• What you will do:
1. Answer these about the PhoCoLens passage:
(a) How many stages does the PhoCoLens pipeline have?
(b) What operation is performed between the transformed measurement and each transformed kernel in the frequency domain?
(c) What brings each result back to the spatial domain?
2. Carry the PhoCoLens passage forward from its final sentence.
START Text block
The PhoCoLens method operates in a clever two-stage pipeline, akin to a sophisticated assembly line, where each stage refines the image reconstruction with specific objectives.

Stage 1: Range Space Reconstruction with Spatially-Varying Deconvolution (SVDeconv)

Initial Measurement Input: The process begins with a raw, blurry, and noisy lensless measurement $\hat{y}$. This is the initial abstract data point, a complex diffraction pattern captured by the sensor.
Multi-Kernel Deconvolution: This measurement $\hat{y}$ enters the SVDeconv network. Here, it's not just one deconvolution, but many. The network maintains a set of $K \times K$ learnable Point Spread Function (PSF) kernels, $p^{(i)}$, each specialized for a different spatial region of the image.
- The measurement $\hat{y}$ and each kernel $p^{(i)}$ are first transformed into the frequency domain using the Discrete Fourier Transform ($\mathcal{F}$).
- In the frequency domain, an element-wise multiplication (Hadamard product $\odot$) is performed between the transformed measurement and each transformed kernel. This is the frequency-domain equivalent of deconvolution, effectively "undoing" the blurring caused by the lensless system for that specific region.
- Each result is then transformed back to the spatial domain using the Inverse Discrete Fourier Transform ($\mathcal{F}^{-1}$), yielding $K \times K$ intermediate deconvolved images, $x^{(i)}_e$. Each $x^{(i)}_e$ is a preliminary reconstruction, optimized for a particular field point.
END Text block
START Supplied material
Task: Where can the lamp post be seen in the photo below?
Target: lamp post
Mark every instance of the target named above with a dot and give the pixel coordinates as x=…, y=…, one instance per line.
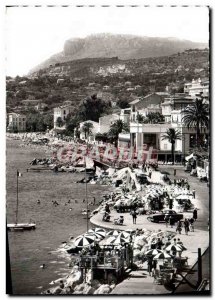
x=184, y=147
x=86, y=184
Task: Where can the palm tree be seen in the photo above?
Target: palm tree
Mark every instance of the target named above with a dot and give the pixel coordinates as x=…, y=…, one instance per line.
x=172, y=135
x=115, y=129
x=196, y=116
x=59, y=122
x=87, y=129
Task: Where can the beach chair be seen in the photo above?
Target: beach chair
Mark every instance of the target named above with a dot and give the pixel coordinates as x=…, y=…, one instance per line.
x=119, y=221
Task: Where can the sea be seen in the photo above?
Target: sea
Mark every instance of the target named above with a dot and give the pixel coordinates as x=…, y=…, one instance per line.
x=55, y=225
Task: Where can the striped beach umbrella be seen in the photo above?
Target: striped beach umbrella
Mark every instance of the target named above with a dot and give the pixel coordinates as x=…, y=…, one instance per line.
x=113, y=233
x=84, y=240
x=116, y=240
x=125, y=234
x=153, y=252
x=176, y=248
x=98, y=231
x=163, y=255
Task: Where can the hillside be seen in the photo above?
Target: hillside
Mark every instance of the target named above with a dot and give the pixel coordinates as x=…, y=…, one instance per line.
x=125, y=47
x=112, y=79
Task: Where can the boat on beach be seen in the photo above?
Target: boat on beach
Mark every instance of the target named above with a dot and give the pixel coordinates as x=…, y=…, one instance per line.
x=21, y=226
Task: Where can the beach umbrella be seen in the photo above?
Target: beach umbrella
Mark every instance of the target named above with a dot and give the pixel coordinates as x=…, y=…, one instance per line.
x=165, y=172
x=113, y=233
x=163, y=255
x=130, y=231
x=84, y=240
x=98, y=231
x=116, y=240
x=182, y=197
x=124, y=234
x=181, y=246
x=153, y=252
x=174, y=248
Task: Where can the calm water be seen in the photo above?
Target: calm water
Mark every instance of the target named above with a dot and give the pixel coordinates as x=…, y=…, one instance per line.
x=30, y=249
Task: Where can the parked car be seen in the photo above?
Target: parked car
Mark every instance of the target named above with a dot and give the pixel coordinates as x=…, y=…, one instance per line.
x=159, y=217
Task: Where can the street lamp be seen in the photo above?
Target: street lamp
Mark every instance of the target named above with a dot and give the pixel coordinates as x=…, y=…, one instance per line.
x=184, y=147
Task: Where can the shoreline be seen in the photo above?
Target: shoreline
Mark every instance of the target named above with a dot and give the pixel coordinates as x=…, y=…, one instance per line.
x=56, y=281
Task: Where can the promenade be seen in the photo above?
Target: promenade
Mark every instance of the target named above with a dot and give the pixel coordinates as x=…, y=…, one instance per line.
x=139, y=281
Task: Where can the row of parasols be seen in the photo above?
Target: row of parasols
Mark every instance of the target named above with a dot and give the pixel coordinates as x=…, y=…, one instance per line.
x=114, y=237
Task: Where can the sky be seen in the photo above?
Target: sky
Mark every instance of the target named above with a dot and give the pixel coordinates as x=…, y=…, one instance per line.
x=33, y=34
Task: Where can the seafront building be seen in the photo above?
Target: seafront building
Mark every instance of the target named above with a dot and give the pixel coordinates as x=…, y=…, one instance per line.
x=146, y=135
x=62, y=112
x=94, y=131
x=16, y=122
x=197, y=87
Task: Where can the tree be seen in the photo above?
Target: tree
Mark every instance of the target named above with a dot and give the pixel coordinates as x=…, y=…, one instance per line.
x=123, y=103
x=155, y=118
x=196, y=115
x=115, y=129
x=172, y=135
x=59, y=122
x=102, y=137
x=87, y=129
x=140, y=118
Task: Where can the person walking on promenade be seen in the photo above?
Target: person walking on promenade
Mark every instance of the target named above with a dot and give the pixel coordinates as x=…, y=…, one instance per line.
x=179, y=227
x=194, y=193
x=134, y=216
x=171, y=221
x=191, y=220
x=159, y=244
x=186, y=226
x=166, y=219
x=195, y=214
x=150, y=266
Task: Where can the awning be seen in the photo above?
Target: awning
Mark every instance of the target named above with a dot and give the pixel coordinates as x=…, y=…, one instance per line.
x=124, y=137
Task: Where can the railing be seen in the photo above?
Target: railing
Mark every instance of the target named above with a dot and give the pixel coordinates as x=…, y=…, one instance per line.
x=99, y=261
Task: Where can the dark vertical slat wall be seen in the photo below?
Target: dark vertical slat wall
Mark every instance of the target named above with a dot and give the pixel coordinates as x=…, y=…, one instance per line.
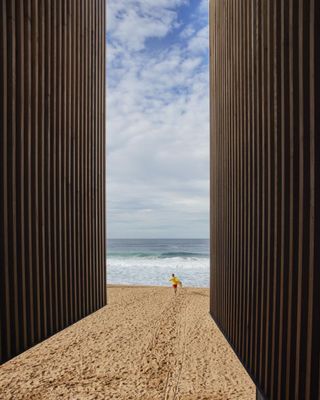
x=52, y=167
x=265, y=265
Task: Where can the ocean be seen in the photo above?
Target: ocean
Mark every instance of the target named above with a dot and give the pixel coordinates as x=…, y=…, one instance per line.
x=152, y=261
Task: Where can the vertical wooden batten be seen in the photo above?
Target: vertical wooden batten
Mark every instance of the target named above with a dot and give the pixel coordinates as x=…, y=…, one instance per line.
x=264, y=79
x=52, y=167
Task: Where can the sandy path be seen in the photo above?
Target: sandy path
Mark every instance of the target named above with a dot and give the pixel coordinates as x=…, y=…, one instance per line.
x=146, y=344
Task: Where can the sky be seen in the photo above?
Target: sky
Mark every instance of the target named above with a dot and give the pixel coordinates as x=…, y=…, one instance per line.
x=157, y=119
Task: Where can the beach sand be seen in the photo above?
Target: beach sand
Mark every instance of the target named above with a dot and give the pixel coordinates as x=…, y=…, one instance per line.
x=145, y=344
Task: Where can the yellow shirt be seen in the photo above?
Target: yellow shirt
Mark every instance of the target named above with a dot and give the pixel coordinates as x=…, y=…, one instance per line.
x=174, y=280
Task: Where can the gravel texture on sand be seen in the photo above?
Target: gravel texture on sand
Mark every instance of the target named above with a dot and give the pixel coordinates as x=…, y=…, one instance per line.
x=146, y=343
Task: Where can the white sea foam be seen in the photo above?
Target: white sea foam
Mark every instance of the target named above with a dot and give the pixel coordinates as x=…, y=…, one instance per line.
x=157, y=271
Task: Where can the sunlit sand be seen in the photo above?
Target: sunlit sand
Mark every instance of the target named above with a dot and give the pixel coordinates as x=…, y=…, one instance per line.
x=146, y=344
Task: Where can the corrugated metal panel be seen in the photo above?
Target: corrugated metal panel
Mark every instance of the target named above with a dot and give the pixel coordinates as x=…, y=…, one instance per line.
x=52, y=176
x=265, y=188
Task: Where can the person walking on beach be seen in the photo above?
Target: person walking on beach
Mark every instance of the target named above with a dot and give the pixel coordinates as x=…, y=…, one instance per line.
END Supplied material
• Answers to the tasks:
1.
(a) Two.
(b) An element-wise multiplication (Hadamard product).
(c) The Inverse Discrete Fourier Transform.

2.
Spatially-Varying Interpolation: These $K \times K$ intermediate images are then seamlessly stitched together. For every pixel $(u, v)$ in the final output, a weighted sum of the corresponding pixels from all $x^{(i)}_e$ images is computed. The weights $w_i(u, v)$ are determined by the inverse Euclidean distance from the pixel $(u, v)$ to the center of the $i$-th PSF kernel. This means that a pixel's value is predominantly influenced by the deconvolution kernel that is spatially closest to it, creating a unified image $X_{int}$ that adapts to the spatially varying nature of the PSF.
Refinement U-Net: The interpolated image $X_{int}$ then passes through a U-Net. This neural network acts as a final clean-up crew, removing any remaining noise and artifacts, and further refining the image to produce the range space content, $\mathbf{c}$. This $\mathbf{c}$ is a consistent, low-frequency representation of the scene, ready for the next stage.

Stage 2: Null Space Content Recovery with Conditional Diffusion

Noisy Image Generation & Conditioning: The range space content $\mathbf{c}$ from Stage 1 is now used as a condition. Simultaneously, a ground truth image $\mathbf{x}$ is progressively corrupted by adding random noise $\mathbf{\epsilon}$ over several timesteps $t$, resulting in a noisy image $\mathbf{x}_t$.
Conditional Noise Prediction: The noisy image $\mathbf{x}_t$, the current timestep $t$, and the range space condition $\mathbf{c}$ are fed into a conditional diffusion model's noise prediction network, $\mathbf{\epsilon}_\theta$.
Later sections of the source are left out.